Aim of the task: Retype the records below verbatim, starting at the line that contains "mark the region of the blurred" and ending at the line that contains "MULTIPOLYGON (((77 94, 92", both included.

************

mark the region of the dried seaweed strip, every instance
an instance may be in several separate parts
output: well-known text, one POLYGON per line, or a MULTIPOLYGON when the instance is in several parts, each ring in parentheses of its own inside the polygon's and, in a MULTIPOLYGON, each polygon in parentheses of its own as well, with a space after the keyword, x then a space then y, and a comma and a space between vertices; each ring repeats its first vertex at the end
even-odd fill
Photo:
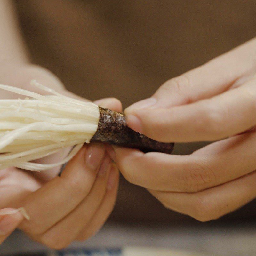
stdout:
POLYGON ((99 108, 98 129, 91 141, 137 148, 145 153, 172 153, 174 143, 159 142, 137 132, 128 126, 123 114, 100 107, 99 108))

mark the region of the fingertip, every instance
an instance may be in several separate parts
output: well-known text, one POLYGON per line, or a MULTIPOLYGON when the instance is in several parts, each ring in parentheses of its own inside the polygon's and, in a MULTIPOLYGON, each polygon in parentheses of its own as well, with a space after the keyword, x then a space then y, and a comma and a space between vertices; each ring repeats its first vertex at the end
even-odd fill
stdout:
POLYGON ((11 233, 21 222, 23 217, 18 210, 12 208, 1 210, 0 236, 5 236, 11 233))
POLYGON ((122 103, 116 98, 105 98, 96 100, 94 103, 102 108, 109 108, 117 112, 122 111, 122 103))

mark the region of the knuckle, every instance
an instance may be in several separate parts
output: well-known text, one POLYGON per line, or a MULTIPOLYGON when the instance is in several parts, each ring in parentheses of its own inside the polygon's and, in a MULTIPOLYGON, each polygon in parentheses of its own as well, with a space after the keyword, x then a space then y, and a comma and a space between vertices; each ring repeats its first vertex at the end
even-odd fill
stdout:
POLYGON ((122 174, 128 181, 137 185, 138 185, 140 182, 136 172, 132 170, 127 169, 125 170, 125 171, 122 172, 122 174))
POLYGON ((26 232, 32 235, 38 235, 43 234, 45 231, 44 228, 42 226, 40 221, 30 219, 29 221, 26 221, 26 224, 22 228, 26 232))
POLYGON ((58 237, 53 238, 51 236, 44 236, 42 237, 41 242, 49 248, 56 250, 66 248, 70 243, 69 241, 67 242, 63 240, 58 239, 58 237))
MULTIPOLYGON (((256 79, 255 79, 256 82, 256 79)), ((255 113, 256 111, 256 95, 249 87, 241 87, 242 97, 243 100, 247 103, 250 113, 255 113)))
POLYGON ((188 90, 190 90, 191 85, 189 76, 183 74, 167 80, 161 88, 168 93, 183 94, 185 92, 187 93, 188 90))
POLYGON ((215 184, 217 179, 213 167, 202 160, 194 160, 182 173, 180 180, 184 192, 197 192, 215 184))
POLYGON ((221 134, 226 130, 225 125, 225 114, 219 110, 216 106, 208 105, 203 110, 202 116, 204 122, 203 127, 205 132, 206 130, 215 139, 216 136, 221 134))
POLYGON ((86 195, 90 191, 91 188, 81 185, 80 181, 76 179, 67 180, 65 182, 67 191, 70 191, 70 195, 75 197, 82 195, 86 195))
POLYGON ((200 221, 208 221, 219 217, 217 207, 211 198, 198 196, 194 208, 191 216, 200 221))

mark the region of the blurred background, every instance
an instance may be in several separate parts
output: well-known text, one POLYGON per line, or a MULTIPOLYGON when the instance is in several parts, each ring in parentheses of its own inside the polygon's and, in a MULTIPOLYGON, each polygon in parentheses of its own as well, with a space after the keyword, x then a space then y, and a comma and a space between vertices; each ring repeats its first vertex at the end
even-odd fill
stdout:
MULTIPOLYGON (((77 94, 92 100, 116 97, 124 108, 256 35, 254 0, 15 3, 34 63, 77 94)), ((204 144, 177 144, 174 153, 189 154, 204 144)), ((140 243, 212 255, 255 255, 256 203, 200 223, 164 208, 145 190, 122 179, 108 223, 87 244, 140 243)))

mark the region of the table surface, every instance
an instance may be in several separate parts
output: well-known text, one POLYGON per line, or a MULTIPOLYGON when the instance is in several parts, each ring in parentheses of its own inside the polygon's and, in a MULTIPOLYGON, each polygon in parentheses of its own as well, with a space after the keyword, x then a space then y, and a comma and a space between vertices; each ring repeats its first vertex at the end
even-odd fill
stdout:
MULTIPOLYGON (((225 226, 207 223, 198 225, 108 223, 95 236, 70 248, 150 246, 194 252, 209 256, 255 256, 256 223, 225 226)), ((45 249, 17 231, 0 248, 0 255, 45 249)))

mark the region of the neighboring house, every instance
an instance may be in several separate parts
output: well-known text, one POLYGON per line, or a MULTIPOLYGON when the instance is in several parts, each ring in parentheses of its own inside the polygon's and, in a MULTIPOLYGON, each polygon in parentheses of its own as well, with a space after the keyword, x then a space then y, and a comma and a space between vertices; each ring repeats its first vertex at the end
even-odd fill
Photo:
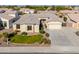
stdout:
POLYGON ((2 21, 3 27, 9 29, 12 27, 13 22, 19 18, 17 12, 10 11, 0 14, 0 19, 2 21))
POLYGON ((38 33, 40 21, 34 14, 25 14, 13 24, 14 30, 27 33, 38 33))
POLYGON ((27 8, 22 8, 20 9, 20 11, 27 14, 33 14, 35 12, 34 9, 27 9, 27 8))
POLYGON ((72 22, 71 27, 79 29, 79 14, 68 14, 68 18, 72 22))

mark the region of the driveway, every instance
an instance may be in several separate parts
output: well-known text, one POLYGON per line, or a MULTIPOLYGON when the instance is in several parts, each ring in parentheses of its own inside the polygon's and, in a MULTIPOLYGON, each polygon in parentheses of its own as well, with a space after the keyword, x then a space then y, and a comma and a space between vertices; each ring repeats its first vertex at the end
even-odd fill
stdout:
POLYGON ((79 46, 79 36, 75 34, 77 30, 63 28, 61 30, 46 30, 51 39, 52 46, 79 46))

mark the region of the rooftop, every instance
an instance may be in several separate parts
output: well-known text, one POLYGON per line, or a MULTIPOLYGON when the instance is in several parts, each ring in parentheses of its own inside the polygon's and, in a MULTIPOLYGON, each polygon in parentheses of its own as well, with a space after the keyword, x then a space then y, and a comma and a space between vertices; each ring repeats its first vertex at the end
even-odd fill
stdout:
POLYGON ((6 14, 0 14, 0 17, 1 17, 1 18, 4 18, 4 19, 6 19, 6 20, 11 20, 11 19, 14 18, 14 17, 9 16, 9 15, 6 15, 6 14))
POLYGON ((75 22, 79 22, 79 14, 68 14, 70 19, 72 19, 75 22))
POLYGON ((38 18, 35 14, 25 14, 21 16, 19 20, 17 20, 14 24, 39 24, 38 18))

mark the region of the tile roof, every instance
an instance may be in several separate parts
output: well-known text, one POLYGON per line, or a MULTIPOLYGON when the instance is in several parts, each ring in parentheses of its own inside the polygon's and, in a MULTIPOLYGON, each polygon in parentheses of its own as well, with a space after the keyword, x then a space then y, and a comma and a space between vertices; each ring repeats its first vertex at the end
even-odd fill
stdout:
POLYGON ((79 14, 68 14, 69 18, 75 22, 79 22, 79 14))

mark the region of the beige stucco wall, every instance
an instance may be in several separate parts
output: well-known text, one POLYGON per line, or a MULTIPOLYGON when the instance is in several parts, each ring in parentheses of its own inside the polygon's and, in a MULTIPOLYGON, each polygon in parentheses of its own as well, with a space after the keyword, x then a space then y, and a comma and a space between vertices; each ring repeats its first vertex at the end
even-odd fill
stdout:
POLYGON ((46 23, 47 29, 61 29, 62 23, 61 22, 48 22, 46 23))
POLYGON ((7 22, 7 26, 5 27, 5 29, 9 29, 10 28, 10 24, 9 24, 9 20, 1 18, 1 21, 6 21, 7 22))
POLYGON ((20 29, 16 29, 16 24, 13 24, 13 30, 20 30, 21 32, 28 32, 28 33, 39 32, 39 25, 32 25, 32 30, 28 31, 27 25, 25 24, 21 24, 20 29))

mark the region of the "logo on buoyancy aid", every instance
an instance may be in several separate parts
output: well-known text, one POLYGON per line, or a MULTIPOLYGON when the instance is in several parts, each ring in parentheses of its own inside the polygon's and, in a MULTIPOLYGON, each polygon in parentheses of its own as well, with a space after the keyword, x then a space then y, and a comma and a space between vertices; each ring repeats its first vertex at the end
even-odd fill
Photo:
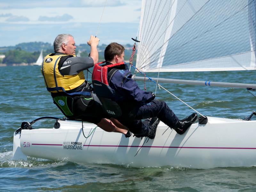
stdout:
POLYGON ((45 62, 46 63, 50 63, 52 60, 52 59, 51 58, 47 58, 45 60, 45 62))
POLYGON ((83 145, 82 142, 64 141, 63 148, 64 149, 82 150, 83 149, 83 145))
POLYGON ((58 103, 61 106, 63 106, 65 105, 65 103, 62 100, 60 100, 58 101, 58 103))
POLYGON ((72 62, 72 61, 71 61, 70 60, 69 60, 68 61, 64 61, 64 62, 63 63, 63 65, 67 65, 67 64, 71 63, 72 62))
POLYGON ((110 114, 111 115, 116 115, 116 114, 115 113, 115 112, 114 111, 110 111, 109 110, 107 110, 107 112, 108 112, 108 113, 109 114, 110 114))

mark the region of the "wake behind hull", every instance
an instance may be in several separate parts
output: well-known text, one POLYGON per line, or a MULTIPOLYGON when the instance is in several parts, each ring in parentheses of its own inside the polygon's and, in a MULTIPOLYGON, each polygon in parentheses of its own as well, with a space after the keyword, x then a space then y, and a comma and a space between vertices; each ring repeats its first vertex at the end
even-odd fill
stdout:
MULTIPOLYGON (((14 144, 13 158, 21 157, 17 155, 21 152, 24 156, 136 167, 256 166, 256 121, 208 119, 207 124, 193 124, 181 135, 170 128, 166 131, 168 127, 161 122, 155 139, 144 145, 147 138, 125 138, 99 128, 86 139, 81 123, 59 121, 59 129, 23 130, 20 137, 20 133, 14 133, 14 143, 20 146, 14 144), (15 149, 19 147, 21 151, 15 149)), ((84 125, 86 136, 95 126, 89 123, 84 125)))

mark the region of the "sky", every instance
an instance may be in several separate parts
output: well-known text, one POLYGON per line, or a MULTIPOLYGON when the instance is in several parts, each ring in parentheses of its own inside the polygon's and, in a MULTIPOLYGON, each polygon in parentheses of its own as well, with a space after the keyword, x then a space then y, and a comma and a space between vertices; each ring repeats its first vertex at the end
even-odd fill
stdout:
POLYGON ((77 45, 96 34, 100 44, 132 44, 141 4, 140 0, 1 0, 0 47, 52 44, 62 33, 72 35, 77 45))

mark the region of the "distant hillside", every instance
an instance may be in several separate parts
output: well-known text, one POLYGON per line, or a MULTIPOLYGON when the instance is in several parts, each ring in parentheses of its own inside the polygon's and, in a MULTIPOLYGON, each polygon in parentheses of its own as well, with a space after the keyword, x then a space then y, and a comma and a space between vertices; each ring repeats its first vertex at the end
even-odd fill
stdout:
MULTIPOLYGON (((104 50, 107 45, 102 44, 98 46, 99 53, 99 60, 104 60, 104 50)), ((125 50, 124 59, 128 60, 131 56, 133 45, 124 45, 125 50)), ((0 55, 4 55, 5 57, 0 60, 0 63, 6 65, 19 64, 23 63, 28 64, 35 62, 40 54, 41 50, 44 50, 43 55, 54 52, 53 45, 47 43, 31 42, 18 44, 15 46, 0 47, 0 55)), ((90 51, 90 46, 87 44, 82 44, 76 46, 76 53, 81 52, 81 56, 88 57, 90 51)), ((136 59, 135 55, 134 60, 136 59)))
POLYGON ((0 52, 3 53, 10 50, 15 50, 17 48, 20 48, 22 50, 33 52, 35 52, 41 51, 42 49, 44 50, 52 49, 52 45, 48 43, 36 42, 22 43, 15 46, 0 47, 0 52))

************

Correct answer:
mark the region of the blurred background, every instance
an instance may be in several separate parts
output: well-known text, one POLYGON per line, or a MULTIPOLYGON when the instance is in several parts, each ring in parentheses of its own inside the polygon's and, in a MULTIPOLYGON, each polygon in parentheses of its own as well, with a space after the keyword, x then a space then y, and a comma and a space between vertices; each ring repeats its first vertex at the end
even-odd fill
stdout:
MULTIPOLYGON (((77 94, 92 100, 116 97, 124 108, 256 35, 254 0, 15 3, 34 63, 77 94)), ((204 144, 177 144, 174 153, 189 154, 204 144)), ((140 243, 212 255, 255 255, 256 203, 200 223, 164 208, 145 190, 122 179, 108 223, 87 244, 140 243)))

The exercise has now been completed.